## TO DO
Repeat every record below exactly as written.

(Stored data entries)
★ ★ ★ ★
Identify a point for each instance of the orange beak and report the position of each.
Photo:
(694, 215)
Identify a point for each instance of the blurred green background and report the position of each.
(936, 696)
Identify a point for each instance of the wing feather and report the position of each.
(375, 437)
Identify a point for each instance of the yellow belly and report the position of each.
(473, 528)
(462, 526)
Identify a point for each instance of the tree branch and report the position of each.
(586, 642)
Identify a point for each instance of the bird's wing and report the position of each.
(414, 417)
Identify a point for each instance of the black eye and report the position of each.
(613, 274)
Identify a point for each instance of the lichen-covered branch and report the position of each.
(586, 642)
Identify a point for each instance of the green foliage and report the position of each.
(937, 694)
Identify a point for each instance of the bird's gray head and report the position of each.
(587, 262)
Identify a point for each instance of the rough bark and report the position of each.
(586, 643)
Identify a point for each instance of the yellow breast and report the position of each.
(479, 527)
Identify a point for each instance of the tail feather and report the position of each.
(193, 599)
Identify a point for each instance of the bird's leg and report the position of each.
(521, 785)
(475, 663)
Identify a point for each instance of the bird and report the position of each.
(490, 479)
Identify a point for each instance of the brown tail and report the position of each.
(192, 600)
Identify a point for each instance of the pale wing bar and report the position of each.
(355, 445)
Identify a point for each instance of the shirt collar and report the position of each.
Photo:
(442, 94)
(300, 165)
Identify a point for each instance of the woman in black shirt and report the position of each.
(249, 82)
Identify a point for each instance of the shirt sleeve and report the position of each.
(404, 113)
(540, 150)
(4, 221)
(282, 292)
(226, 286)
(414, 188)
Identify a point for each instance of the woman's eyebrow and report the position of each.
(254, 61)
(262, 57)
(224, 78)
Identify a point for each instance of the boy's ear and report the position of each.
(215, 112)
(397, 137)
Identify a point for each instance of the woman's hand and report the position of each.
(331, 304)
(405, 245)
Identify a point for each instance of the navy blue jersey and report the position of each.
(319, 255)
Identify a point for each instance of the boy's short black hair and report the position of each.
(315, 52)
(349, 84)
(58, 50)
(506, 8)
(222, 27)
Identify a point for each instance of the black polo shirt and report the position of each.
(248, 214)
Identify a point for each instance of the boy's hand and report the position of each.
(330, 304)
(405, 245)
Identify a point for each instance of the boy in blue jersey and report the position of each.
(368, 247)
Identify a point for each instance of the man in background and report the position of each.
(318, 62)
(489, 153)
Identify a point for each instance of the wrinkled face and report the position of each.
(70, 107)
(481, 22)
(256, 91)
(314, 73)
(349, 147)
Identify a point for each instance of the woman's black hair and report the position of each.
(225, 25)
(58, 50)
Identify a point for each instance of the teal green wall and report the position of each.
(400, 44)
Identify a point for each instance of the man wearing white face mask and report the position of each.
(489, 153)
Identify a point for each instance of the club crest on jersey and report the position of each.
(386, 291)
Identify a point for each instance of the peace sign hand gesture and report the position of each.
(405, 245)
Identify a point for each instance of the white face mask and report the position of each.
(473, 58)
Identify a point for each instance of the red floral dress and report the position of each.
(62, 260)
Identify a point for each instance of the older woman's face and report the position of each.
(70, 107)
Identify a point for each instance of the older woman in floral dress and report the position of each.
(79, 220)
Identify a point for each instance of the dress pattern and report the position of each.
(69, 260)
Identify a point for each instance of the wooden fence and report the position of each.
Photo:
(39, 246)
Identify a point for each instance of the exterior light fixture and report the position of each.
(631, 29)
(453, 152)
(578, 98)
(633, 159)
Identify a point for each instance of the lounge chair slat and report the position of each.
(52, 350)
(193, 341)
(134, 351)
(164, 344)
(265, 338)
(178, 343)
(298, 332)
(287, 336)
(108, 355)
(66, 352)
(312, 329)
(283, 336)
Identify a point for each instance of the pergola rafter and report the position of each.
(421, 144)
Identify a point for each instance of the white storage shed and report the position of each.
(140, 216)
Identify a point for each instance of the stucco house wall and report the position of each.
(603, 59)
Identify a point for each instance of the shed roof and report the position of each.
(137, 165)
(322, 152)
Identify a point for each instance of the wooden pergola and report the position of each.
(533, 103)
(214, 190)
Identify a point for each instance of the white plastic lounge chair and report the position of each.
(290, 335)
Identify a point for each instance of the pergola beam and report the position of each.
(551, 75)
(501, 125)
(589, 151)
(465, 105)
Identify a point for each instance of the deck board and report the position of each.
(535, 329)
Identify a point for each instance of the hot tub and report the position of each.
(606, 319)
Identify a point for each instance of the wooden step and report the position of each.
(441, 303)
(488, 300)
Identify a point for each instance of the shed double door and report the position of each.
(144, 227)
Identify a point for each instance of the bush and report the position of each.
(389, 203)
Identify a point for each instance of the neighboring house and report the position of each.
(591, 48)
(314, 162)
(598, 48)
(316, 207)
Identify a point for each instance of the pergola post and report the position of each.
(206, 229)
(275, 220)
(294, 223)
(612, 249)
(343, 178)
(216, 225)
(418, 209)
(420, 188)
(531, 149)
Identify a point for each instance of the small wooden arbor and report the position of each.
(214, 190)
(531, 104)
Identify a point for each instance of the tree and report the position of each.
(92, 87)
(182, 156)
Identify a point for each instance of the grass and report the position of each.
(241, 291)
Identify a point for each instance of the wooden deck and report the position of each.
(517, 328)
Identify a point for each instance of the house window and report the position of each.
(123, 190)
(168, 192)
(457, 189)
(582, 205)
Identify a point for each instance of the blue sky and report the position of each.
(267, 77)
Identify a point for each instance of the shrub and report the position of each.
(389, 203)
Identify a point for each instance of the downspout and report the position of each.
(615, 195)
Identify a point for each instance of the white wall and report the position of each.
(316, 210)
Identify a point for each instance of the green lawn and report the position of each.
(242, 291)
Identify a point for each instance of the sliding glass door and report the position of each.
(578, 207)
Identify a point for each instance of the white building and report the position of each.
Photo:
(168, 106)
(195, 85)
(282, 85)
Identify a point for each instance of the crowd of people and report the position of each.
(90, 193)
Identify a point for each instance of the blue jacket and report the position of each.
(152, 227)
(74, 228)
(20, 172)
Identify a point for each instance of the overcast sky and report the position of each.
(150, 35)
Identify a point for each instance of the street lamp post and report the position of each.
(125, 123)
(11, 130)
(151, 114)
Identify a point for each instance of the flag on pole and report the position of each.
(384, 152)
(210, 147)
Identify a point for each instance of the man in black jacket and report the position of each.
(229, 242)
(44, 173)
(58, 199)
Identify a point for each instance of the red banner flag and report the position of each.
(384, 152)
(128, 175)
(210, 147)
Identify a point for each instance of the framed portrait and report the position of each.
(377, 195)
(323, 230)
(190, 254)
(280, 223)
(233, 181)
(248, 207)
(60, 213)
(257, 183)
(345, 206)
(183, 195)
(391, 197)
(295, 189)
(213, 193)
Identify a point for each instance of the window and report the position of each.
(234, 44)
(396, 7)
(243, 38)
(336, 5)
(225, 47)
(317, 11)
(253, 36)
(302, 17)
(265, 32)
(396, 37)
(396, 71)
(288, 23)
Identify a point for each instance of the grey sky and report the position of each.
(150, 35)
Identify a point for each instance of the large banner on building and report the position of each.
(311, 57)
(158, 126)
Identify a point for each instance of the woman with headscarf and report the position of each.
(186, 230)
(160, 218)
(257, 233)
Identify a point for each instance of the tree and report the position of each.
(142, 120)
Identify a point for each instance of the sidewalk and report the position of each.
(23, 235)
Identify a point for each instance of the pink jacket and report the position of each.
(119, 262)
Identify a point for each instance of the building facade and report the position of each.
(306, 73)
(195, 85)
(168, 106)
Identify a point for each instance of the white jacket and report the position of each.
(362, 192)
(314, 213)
★ ★ ★ ★
## EXERCISE ANSWER
Identify a point for each instance of the orange beak and report the position of each.
Photo:
(694, 215)
Identify a point for each instance of the blurred green background and report the position of each.
(936, 696)
Identify a point for each instance of the wing feather and report the position of each.
(375, 437)
Identify a point for each instance of the yellow belly and report the position of each.
(473, 528)
(462, 526)
Identify a point for each instance of the tree branch and report the position of each.
(586, 642)
Identify a point for each instance of the bird's wing and report the position of each.
(414, 417)
Identify a point for each instance of the black eye and report the position of each.
(613, 274)
Identify a point for each instance of the lichen-covered branch and report the position of each.
(586, 642)
Identify a point for each instance of the green foliage and report the position of each.
(937, 694)
Identify a point for each instance of the bird's gray head and report the position of each.
(587, 262)
Identify a point for each instance of the rough bark and report the position of each.
(586, 643)
Identify a point for each instance of the yellow breast and report the position of each.
(479, 527)
Identify a point for each instance of the tail feather and report the position of each.
(193, 599)
Identify a point for each instance of the bird's leg and report the position of each.
(521, 785)
(475, 663)
Identify a point for each instance of the bird and report the position of each.
(490, 479)
Identify a point for each instance of the brown tail and report the position of each.
(192, 600)
Identify a point for each instance of the pale wing bar and report the position of each.
(355, 445)
Identify a point for each instance of the shirt collar and report the position of each.
Photo:
(442, 94)
(300, 165)
Identify a point for each instance of the woman in black shirt and report the position of each.
(249, 82)
Identify a point for each instance of the shirt sleeve and report the position of each.
(404, 113)
(540, 150)
(4, 221)
(282, 292)
(226, 286)
(414, 188)
Identify a point for each instance of the woman's eyebrow and report the position of each.
(254, 61)
(262, 57)
(224, 78)
Identify a point for each instance of the boy's ear and report the position of each.
(215, 112)
(397, 137)
Identify a point for each instance of the woman's hand and report the position of each.
(331, 304)
(405, 245)
Identify a point for each instance of the navy blue jersey and report the position of each.
(319, 255)
Identify a point for each instance of the boy's short black hair and report the position of each.
(315, 52)
(349, 84)
(58, 50)
(506, 8)
(222, 27)
Identify a point for each instance of the black polo shirt and report the position of each.
(248, 214)
Identify a point for each instance of the boy's hand and report the position of each.
(330, 304)
(405, 245)
Identify a point for each instance of the boy in blue jersey and report the position of each.
(368, 247)
Identify a point for each instance of the man in background and report the position of each.
(318, 62)
(489, 153)
Identify a point for each instance of the wrinkled face and report the position of each.
(70, 107)
(481, 22)
(256, 91)
(314, 73)
(349, 147)
Identify a point for each instance of the woman's black hair and report the position of each.
(225, 25)
(58, 50)
Identify a point for each instance of the teal green wall and report the position of each.
(400, 44)
Identify a point for each instance of the man wearing white face mask and report the position of each.
(489, 153)
Identify a point for each instance of the club crest on jersey and report the position of each.
(386, 291)
Identify a point for each instance of the peace sign hand gesture and report the position of each.
(405, 245)
Identify a point for each instance of the white face mask and report the position of each.
(473, 58)
Identify a point for each instance of the red floral dress and report the position of each.
(62, 260)
Identify a point for each instance of the older woman's face and report the position of each.
(70, 107)
Identify a point for each instance of the older woman in floral dress and report the position of each.
(79, 220)
Identify a point for each instance of the dress pattern and report the position of each.
(69, 260)
Identify a point for each instance of the wooden fence and report the position of each.
Photo:
(39, 246)
Identify a point for each instance of the exterior light fixture and report the position of each.
(631, 29)
(453, 152)
(578, 98)
(633, 159)
Identify a point for each instance of the lounge chair slat and report the position of each.
(52, 350)
(193, 341)
(134, 351)
(164, 344)
(265, 338)
(178, 343)
(298, 332)
(287, 336)
(108, 355)
(66, 352)
(312, 329)
(283, 336)
Identify a point for each instance of the pergola rafter and report the position of each.
(421, 144)
Identify a point for each instance of the white storage shed and report the position of each.
(140, 216)
Identify a point for each instance of the stucco house wall and report the position of each.
(603, 59)
Identify a point for each instance of the shed roof and report the position of each.
(137, 165)
(322, 152)
Identify a point for each instance of the wooden pergola and report the position of each.
(533, 103)
(214, 190)
Identify a point for each instance of the white plastic lounge chair and report the position of each.
(290, 335)
Identify a point for each instance of the pergola beam and report the position of each.
(551, 75)
(501, 125)
(589, 151)
(465, 105)
Identify a point for each instance of the deck board and report the position of each.
(535, 329)
Identify a point for each instance of the hot tub and report the position of each.
(606, 319)
Identify a point for each instance of the wooden step and report the position of each.
(441, 303)
(488, 300)
Identify a point for each instance of the shed double door and report the position of each.
(144, 227)
Identify a point for each instance of the bush and report the position of each.
(389, 203)
Identify a point for each instance of the neighboring house and report the position of each.
(591, 48)
(314, 162)
(598, 48)
(316, 207)
Identify a point for each instance of the pergola post and report the position of each.
(206, 229)
(275, 220)
(294, 223)
(612, 249)
(343, 178)
(216, 225)
(418, 209)
(420, 188)
(531, 149)
Identify a point for each instance of the small wooden arbor and report the position of each.
(214, 190)
(531, 104)
Identify a point for each instance of the tree and report the position of each.
(92, 87)
(182, 156)
Identify a point for each instance of the grass and report the position of each.
(241, 291)
Identify a point for each instance of the wooden deck and report the position of each.
(517, 328)
Identify a point for each instance of the house window and report the position of each.
(123, 190)
(168, 192)
(457, 189)
(582, 205)
Identify a point for each instance of the blue sky and report the position of each.
(267, 77)
Identify a point for each instance of the shrub and report the position of each.
(389, 203)
Identify a point for each instance of the downspout and report the position of each.
(615, 195)
Identify a point for each instance of the white wall and report the position of each.
(316, 210)
Identify a point for each instance of the green lawn and report the position of each.
(242, 291)
Identify a point for each instance of the sliding glass door and report the position of each.
(578, 207)
Identify a point for each instance of the white building and report the position of each.
Photo:
(168, 106)
(195, 85)
(282, 85)
Identify a point for each instance of the crowd of people and report the position of each.
(90, 193)
Identify a point for each instance of the blue jacket and report the position of each.
(152, 227)
(74, 228)
(20, 172)
Identify a point for each instance of the overcast sky and report the position of each.
(150, 35)
Identify a point for each instance of the street lamp post and report the position of each.
(125, 123)
(11, 130)
(151, 114)
Identify a point for each instance of the flag on pole and report the position of each.
(384, 152)
(210, 147)
Identify a point for each instance of the man in black jacket and report the position of each.
(229, 242)
(44, 173)
(58, 199)
Identify a point for each instance of the red banner flag and report the position of each.
(384, 152)
(128, 175)
(210, 147)
Identify a point for each instance of the framed portrait and report the position of each.
(377, 195)
(323, 230)
(190, 254)
(280, 223)
(233, 181)
(248, 207)
(60, 213)
(257, 183)
(345, 206)
(183, 195)
(391, 197)
(295, 189)
(213, 193)
Identify a point for each instance of the window and report the position of each.
(234, 44)
(396, 7)
(243, 38)
(336, 5)
(225, 47)
(317, 11)
(253, 36)
(302, 17)
(265, 32)
(396, 37)
(396, 71)
(288, 23)
Identify a point for each instance of the grey sky and report the position of each.
(150, 35)
Identify a point for each instance of the large banner on building and report the position of each.
(311, 57)
(158, 126)
Identify a point for each instance of the woman with headscarf and report the position of each.
(186, 230)
(160, 218)
(257, 233)
Identify a point for each instance of the tree and report the position of each.
(142, 120)
Identify a point for each instance of the sidewalk and report the position of each.
(23, 235)
Identify a point for each instance of the pink jacket and report the position of each.
(119, 262)
Identify a point for each instance of the building facade and report the position of each.
(306, 73)
(195, 85)
(168, 106)
Identify a point for each instance of the white jacket and report the position of each.
(362, 192)
(314, 213)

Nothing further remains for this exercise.